**EXCERPTED PASSAGE**.
RioCan REIT has signed a memorandum of understanding with Michigan-based Ramco-
Gershenson Properties Trust to buy and develop shopping centres across the U.S. The two
partners intend to create a joint venture that will begin with about US$450-million in property now owned by Ramco-Gershenson and plan to develop an additional US$1-billion in properties. The joint venture would be 70% owned by RioCan and 30% by Ramco-Gershenson. RioCan will also purchase a 4.5% stake in Ramco-Gershenson for US$36.39 a share, an investment worth about US$27-million, and the Canadian REIT will hold warrants for an additional 4.5% interest with a strike price of US$43.15.
RioCan REIT will reportedly purchase the Yonge-Eglinton Centre in midtown Toronto for $220-
million. The property includes a 300,000-square-foot mall and a 700,000-square-foot office tower.
RioCan REIT and Chartwell REIT’s development arm, Spectrum Seniors Housing Development LP, are teaming up in a $30-million joint venture deal that will involve the construction of a six-storey, 144-unit seniors apartment building at an existing strip mall in Mississauga’s Lorne Park area. The redevelopment project will include about 14,000 square feet of retail street-front space.
Brookfield Properties Corp. plans to raise about US$1.2-billion by issuing 30 million shares.
Parent company Brookfield Asset Management will purchase 11.25 million of the shares issued,
which would reduce its stake in Brookfield Properties to 48% from 51%. The company will use
US$420-million of the cash to repay debt incurred to finance the purchase of an equity stake in its purchase of Trizec Properties Inc. and another US$437-million will be used to take a larger
equity interest in the office fund Brookfield created to buy Trizec. The balance of the proceeds will go for general corporate purposes, repayment of lines of credit and help to facilitate acquisition and development opportunities.

**WRITTEN REQUEST A**. In the real estate news excerpt, what percentage of the proposed joint venture would RioCan own?
**WRITTEN REQUEST B**. In the entries, update the part that opens with the line containing "Pinpoint the closed white door." and closes with the line containing "327;260;345;319": replace "Pinpoint" with "Locate", leave all else unchanged, and return only those lines.

**LISTED RECORDS**.

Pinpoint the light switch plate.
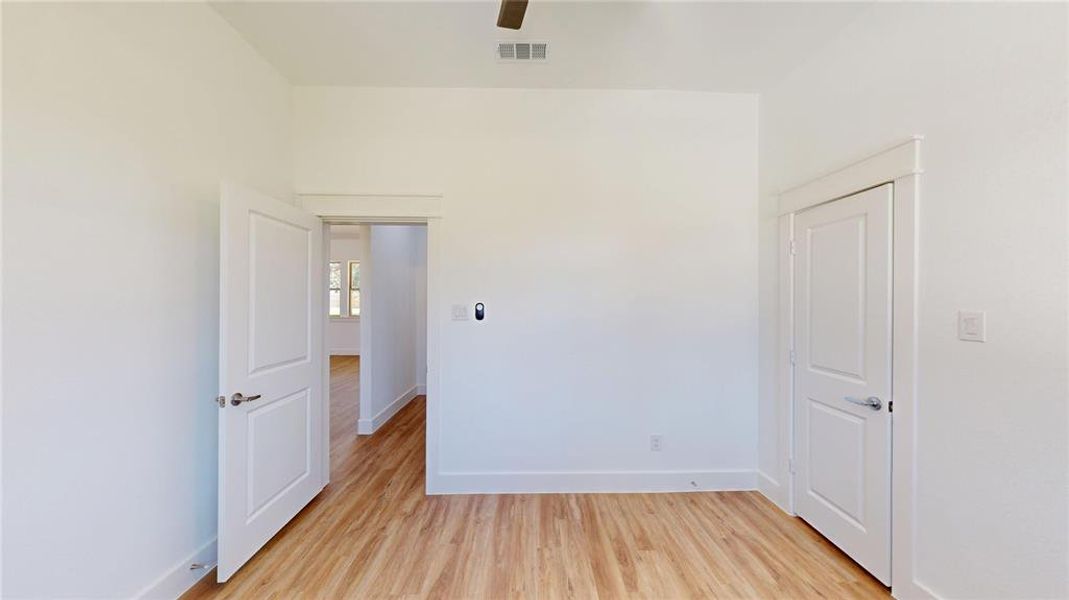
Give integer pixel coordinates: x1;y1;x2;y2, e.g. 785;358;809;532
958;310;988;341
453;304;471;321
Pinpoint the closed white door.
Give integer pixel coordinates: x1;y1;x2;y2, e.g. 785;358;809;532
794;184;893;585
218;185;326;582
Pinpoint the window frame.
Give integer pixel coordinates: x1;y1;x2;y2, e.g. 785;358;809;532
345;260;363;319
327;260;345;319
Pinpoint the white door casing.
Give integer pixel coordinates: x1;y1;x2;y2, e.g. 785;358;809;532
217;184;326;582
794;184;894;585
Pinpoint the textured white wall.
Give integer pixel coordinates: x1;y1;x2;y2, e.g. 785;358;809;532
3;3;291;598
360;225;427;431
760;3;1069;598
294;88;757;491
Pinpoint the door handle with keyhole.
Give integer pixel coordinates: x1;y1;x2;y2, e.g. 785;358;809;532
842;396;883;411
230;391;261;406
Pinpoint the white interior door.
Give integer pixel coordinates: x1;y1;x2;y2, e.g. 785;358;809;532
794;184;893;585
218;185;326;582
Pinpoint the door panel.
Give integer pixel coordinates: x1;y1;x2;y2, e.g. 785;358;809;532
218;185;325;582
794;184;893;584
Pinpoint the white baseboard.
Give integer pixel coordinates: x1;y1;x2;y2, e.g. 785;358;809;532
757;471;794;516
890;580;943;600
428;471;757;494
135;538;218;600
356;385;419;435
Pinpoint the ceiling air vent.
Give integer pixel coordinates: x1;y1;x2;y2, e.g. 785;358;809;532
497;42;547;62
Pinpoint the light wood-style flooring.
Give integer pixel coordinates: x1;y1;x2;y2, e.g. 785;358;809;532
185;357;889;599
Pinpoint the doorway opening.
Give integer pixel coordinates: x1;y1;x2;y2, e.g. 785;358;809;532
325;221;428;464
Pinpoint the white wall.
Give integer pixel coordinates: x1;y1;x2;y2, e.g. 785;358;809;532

**OUTPUT A**. 70%

**OUTPUT B**.
Locate the closed white door.
Give integer pixel coordinates: x1;y1;x2;y2, e.g. 785;358;809;532
794;184;893;585
218;185;326;582
Locate the window frame.
Give integer pixel coordinates: x1;y1;x2;y2, e.g. 785;358;809;532
345;260;363;319
327;260;345;319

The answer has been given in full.